## The request
Turn the lines below into a numbered list, dropping any blank lines.

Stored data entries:
○ ○ ○

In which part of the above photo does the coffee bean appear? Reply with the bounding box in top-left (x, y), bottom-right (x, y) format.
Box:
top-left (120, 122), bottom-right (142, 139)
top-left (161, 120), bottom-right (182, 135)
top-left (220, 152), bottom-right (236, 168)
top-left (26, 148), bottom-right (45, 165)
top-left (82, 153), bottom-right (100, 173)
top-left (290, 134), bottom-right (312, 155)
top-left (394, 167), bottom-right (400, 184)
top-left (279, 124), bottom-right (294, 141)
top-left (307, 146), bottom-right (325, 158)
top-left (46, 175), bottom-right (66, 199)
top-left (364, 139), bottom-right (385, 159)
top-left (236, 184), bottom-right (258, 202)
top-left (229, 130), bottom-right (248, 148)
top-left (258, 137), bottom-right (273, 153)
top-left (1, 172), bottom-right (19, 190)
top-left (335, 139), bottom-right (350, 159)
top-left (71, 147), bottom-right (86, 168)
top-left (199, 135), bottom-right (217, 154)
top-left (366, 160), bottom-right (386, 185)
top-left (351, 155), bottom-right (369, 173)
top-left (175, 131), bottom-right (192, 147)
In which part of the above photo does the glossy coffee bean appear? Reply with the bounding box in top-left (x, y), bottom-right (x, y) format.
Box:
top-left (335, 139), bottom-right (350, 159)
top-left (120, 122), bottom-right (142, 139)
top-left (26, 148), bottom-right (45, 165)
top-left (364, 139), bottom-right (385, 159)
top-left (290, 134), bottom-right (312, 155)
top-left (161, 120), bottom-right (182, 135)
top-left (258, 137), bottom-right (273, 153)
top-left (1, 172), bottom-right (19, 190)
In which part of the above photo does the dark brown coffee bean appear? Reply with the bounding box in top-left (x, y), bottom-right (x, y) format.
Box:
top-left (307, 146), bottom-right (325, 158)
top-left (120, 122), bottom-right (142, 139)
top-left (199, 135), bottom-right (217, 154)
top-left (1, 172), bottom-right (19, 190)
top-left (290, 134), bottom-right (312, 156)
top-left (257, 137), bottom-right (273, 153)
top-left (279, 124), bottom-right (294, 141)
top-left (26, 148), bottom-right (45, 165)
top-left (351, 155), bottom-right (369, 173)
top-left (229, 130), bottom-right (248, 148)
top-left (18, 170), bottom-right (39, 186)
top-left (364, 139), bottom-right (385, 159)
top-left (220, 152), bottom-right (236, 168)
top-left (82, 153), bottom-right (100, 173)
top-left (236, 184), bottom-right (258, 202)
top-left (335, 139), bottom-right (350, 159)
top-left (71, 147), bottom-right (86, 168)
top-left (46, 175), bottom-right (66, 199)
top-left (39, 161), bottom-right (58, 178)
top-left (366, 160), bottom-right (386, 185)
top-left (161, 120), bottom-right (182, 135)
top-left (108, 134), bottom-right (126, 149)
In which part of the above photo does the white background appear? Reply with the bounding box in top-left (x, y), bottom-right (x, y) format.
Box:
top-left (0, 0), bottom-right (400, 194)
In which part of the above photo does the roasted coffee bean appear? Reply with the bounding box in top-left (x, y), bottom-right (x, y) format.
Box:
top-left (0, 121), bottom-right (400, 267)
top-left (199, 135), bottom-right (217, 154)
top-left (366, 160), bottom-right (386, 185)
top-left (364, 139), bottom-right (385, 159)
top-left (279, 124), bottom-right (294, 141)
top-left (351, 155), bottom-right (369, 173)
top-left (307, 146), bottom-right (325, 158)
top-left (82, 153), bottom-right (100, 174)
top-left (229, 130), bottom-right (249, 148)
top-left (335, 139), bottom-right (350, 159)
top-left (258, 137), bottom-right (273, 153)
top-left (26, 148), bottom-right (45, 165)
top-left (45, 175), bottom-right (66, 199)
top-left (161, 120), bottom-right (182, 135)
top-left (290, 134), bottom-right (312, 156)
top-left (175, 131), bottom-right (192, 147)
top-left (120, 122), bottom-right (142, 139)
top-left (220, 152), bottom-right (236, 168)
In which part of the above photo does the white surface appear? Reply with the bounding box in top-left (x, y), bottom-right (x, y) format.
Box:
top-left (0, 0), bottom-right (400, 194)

○ ○ ○

## Result
1. In which part of the above photo does the coffee bean appear? Reply with the bounding box in top-left (x, y), bottom-right (x, y) format.
2. Box:
3. top-left (120, 122), bottom-right (142, 139)
4. top-left (161, 120), bottom-right (182, 135)
5. top-left (220, 152), bottom-right (236, 168)
6. top-left (26, 148), bottom-right (45, 165)
7. top-left (82, 153), bottom-right (100, 173)
8. top-left (290, 134), bottom-right (312, 155)
9. top-left (394, 167), bottom-right (400, 184)
10. top-left (279, 124), bottom-right (294, 141)
11. top-left (307, 146), bottom-right (325, 158)
12. top-left (46, 175), bottom-right (66, 199)
13. top-left (364, 139), bottom-right (385, 159)
14. top-left (236, 184), bottom-right (258, 202)
15. top-left (229, 130), bottom-right (248, 148)
16. top-left (258, 137), bottom-right (273, 153)
17. top-left (1, 172), bottom-right (19, 190)
18. top-left (335, 139), bottom-right (350, 159)
19. top-left (71, 147), bottom-right (86, 168)
20. top-left (199, 135), bottom-right (217, 154)
21. top-left (366, 160), bottom-right (386, 185)
22. top-left (351, 155), bottom-right (369, 173)
23. top-left (175, 131), bottom-right (192, 147)
24. In which part of the above photo does the glossy coffee bean appear? Reply with the bounding box in top-left (x, y), bottom-right (x, y) format.
25. Box:
26. top-left (335, 139), bottom-right (350, 159)
27. top-left (120, 122), bottom-right (142, 139)
28. top-left (26, 148), bottom-right (45, 165)
29. top-left (364, 139), bottom-right (385, 159)
30. top-left (290, 134), bottom-right (312, 155)
31. top-left (161, 120), bottom-right (182, 135)
32. top-left (258, 137), bottom-right (273, 153)
33. top-left (1, 172), bottom-right (19, 190)
34. In which part of the above photo does the dark brown coffee bean appear? Reply with the bounding box in top-left (x, y), bottom-right (x, y) format.
35. Box:
36. top-left (307, 146), bottom-right (325, 158)
37. top-left (120, 122), bottom-right (142, 139)
38. top-left (199, 135), bottom-right (217, 154)
39. top-left (1, 172), bottom-right (19, 190)
40. top-left (290, 134), bottom-right (312, 156)
41. top-left (257, 137), bottom-right (273, 153)
42. top-left (279, 124), bottom-right (294, 141)
43. top-left (26, 148), bottom-right (45, 165)
44. top-left (351, 155), bottom-right (369, 173)
45. top-left (229, 130), bottom-right (248, 148)
46. top-left (18, 170), bottom-right (39, 186)
47. top-left (364, 139), bottom-right (385, 159)
48. top-left (220, 152), bottom-right (236, 168)
49. top-left (82, 153), bottom-right (100, 173)
50. top-left (236, 184), bottom-right (258, 202)
51. top-left (335, 139), bottom-right (350, 159)
52. top-left (71, 147), bottom-right (86, 168)
53. top-left (46, 175), bottom-right (66, 199)
54. top-left (39, 161), bottom-right (58, 178)
55. top-left (366, 160), bottom-right (386, 185)
56. top-left (161, 120), bottom-right (182, 135)
57. top-left (108, 134), bottom-right (126, 149)
58. In which part of the above photo does the white background appear? Reply with the bounding box in top-left (x, y), bottom-right (x, y) format.
59. Box:
60. top-left (0, 0), bottom-right (400, 194)
61. In which part of the above photo does the roasted coffee bean appear? Reply with the bounding box in top-left (x, y), bottom-right (x, y) format.
62. Box:
63. top-left (0, 121), bottom-right (400, 267)
64. top-left (199, 135), bottom-right (217, 154)
65. top-left (366, 160), bottom-right (386, 185)
66. top-left (364, 139), bottom-right (385, 159)
67. top-left (279, 124), bottom-right (294, 141)
68. top-left (351, 155), bottom-right (369, 173)
69. top-left (307, 146), bottom-right (325, 158)
70. top-left (82, 153), bottom-right (100, 174)
71. top-left (229, 130), bottom-right (249, 148)
72. top-left (335, 139), bottom-right (350, 159)
73. top-left (258, 137), bottom-right (273, 153)
74. top-left (26, 148), bottom-right (45, 165)
75. top-left (45, 175), bottom-right (66, 199)
76. top-left (161, 120), bottom-right (182, 135)
77. top-left (290, 134), bottom-right (312, 156)
78. top-left (175, 131), bottom-right (192, 147)
79. top-left (120, 122), bottom-right (142, 139)
80. top-left (220, 152), bottom-right (236, 168)
81. In which part of the above photo does the white surface appear? Reply with the bounding box in top-left (x, y), bottom-right (x, y) format.
82. Box:
83. top-left (0, 0), bottom-right (400, 194)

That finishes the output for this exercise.